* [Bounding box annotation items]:
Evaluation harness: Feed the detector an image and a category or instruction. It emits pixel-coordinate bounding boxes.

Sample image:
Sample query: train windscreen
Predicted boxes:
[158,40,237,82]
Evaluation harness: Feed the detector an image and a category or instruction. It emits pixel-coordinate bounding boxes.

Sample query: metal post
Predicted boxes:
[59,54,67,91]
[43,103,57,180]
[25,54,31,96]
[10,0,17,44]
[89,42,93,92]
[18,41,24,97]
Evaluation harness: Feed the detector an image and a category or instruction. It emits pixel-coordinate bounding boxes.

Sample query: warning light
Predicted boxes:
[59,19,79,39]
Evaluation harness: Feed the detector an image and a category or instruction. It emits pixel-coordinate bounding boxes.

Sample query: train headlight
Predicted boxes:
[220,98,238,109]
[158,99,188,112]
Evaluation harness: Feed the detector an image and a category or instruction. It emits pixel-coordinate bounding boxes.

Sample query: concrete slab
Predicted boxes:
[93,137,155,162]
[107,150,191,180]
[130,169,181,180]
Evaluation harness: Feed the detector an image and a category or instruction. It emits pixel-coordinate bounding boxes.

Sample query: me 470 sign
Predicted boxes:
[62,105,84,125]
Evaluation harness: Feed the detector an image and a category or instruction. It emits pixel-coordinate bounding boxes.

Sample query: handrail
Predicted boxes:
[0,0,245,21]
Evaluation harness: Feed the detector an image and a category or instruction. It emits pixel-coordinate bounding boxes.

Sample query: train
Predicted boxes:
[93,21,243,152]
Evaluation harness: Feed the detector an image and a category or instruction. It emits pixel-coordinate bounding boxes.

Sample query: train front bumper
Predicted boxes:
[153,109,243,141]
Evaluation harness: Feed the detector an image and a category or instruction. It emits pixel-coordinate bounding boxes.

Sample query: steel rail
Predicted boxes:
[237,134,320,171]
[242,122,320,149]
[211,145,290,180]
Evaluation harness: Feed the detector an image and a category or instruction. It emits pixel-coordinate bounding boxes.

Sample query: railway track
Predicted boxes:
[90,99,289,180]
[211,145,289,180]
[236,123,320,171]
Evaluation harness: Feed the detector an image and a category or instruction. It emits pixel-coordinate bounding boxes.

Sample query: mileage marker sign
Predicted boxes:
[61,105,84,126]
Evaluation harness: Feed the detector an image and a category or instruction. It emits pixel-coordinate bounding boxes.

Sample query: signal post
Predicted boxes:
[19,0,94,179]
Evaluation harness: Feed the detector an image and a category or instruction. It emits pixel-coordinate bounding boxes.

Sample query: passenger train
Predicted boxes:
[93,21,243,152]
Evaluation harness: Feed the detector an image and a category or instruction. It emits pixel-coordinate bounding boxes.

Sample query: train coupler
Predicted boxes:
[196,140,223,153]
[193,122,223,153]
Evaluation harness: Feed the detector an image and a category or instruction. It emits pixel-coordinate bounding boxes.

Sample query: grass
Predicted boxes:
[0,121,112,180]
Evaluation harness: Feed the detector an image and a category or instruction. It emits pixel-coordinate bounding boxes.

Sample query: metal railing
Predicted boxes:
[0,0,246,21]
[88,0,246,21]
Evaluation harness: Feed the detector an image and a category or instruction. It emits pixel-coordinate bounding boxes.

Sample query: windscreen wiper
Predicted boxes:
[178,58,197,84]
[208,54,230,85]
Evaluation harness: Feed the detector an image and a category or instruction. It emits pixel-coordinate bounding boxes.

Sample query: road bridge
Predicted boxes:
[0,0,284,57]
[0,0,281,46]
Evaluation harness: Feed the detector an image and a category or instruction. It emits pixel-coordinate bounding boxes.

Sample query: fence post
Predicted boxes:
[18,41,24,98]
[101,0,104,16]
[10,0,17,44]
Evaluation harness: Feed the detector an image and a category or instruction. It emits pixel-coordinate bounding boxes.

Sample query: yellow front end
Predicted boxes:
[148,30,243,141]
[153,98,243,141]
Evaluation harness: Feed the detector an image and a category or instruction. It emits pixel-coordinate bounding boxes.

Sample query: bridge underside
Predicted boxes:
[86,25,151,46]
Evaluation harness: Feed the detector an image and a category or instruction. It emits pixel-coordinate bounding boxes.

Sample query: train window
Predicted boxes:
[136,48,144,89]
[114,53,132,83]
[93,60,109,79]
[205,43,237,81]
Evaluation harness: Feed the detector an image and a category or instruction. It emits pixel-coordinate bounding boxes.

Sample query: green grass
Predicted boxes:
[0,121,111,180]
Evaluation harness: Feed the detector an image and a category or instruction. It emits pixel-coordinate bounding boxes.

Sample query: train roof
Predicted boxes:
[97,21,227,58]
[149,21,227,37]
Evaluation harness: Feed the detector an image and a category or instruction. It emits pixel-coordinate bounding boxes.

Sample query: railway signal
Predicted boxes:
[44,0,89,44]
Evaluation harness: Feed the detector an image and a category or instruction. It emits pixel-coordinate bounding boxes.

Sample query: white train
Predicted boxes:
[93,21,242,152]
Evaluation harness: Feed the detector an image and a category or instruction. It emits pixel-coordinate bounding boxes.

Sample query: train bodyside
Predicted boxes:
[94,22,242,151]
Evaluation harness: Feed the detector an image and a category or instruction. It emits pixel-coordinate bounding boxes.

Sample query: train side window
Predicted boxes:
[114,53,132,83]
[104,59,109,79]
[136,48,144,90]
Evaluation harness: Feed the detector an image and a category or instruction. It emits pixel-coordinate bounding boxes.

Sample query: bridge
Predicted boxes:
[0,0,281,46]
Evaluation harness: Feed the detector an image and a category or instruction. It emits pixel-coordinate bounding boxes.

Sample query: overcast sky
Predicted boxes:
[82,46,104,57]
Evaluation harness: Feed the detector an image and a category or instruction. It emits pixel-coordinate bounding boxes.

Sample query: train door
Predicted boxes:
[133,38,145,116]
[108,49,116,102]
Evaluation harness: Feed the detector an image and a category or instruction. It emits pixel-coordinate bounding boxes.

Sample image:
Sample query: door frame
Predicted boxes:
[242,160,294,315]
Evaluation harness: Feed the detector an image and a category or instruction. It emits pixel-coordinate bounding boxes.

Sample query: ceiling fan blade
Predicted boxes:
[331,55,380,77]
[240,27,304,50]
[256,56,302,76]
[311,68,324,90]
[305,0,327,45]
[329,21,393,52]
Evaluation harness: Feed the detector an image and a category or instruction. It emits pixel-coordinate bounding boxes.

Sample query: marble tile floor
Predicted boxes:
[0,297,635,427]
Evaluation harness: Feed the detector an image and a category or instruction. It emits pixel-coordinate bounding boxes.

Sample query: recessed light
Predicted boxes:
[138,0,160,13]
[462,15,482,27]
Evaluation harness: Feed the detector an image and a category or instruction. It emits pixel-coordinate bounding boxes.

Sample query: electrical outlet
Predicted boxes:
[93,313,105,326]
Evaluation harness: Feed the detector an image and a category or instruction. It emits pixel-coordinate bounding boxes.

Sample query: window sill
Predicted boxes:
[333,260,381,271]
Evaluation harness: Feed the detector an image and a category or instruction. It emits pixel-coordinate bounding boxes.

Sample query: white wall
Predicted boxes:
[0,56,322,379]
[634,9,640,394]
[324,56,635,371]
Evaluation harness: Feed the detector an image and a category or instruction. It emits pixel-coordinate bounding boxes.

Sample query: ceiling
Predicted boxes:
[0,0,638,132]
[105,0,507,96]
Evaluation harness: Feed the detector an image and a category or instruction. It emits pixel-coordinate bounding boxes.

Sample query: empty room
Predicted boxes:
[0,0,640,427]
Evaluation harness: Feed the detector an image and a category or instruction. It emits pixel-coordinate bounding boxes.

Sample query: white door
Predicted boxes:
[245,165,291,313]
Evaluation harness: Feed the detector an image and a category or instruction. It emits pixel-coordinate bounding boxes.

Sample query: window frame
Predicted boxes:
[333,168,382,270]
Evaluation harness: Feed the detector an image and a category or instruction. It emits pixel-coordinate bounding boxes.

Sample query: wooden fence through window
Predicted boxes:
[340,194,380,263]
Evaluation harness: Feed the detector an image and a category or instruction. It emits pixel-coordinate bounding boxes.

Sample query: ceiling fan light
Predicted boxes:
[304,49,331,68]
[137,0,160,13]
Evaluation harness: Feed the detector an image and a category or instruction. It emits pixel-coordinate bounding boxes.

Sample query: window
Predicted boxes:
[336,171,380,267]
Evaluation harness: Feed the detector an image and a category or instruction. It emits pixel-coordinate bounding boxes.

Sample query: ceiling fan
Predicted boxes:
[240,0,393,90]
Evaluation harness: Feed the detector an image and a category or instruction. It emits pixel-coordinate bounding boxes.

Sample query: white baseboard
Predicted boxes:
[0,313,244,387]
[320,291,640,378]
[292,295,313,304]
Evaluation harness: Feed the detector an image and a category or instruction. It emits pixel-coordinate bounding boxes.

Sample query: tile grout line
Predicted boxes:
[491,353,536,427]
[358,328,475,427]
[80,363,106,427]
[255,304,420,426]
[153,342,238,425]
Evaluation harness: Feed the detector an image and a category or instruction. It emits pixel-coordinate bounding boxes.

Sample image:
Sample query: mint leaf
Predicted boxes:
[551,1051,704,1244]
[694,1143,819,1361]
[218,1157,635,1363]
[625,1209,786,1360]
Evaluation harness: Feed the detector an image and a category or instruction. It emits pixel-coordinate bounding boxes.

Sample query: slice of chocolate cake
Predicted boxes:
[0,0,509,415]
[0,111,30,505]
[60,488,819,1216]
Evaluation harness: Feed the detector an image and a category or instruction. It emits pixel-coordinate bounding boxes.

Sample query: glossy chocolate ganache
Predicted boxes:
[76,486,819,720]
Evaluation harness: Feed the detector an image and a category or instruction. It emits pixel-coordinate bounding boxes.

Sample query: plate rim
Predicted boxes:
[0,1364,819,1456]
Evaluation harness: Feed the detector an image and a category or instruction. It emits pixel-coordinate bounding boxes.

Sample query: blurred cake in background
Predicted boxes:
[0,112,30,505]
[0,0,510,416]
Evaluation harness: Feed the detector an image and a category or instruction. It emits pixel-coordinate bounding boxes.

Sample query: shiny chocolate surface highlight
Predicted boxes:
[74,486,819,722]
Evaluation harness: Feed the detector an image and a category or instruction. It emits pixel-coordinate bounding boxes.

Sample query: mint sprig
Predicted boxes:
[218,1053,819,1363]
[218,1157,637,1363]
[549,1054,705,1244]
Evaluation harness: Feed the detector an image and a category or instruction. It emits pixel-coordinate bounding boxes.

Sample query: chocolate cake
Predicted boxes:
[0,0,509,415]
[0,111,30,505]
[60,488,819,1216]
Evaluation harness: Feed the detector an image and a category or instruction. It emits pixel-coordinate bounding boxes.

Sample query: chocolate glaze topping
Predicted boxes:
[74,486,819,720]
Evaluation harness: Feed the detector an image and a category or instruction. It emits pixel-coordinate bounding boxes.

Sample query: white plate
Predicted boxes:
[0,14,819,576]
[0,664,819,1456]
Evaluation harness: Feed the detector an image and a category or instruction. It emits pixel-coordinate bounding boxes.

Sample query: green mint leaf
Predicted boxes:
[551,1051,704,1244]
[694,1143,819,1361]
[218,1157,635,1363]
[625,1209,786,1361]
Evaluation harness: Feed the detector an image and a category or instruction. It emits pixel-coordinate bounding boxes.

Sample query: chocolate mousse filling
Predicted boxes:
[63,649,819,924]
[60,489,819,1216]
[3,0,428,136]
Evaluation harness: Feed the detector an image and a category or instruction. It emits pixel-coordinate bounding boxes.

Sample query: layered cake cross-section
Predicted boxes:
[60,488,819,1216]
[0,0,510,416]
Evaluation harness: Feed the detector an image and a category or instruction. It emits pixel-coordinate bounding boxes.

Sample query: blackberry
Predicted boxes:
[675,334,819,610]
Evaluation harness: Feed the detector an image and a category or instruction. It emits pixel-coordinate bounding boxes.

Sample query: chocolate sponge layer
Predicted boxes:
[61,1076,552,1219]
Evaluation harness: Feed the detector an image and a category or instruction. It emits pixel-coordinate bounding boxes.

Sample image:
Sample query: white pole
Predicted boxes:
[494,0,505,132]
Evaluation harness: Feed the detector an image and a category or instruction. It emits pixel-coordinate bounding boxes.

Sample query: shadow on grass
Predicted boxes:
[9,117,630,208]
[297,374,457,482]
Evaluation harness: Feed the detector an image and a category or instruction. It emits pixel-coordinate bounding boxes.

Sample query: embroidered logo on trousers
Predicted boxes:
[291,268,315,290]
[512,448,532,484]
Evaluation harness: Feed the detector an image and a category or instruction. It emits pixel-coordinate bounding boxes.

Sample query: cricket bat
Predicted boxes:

* [GOAL OF THE EXERCISE]: Please rescale everything from the start of the items above down through the line containing "[158,40,237,82]", both ends included, and give back only those lines, requests and all. Multiply every bounding-box coordinate in the answers by 1.3 and round to a whole number, with halves rounded up.

* [WRITTEN SOLUTION]:
Evaluation harness: Feed the detector an image and a category or instruction. It emits pixel-coordinate bounding boxes.

Sample image:
Sample query: train windscreen
Predicted boxes:
[205,52,308,107]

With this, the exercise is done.